Raw records:
··········

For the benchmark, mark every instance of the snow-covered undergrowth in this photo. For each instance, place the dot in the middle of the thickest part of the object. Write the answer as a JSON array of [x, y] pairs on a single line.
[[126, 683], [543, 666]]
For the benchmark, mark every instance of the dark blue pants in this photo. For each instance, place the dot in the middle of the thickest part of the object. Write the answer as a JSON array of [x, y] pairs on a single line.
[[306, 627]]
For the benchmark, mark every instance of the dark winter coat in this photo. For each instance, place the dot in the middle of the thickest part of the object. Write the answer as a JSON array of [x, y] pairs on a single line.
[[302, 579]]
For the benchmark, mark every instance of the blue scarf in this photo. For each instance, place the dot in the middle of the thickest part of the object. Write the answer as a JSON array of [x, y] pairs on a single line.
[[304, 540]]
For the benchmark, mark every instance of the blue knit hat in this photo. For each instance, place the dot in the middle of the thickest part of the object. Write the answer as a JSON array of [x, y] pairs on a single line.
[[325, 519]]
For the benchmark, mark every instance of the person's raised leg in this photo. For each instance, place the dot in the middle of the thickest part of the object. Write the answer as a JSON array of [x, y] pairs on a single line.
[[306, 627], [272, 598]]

··········

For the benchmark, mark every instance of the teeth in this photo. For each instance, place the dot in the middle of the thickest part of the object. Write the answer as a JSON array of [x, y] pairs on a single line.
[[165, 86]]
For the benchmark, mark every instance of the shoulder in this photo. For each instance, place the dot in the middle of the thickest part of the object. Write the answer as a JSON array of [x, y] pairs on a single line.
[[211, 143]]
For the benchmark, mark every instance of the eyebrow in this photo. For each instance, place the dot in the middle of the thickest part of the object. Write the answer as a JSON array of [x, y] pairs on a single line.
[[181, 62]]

··········

• **Stated task**: Please pull out each line in the records that contains the word "teeth".

• **Exercise response**:
For the benchmark, mark every instance of the teeth in this photo. For each instance, place the dot in the middle of the thickest part of the object. Write the answer as a JSON array of [x, y] pairs on a single line.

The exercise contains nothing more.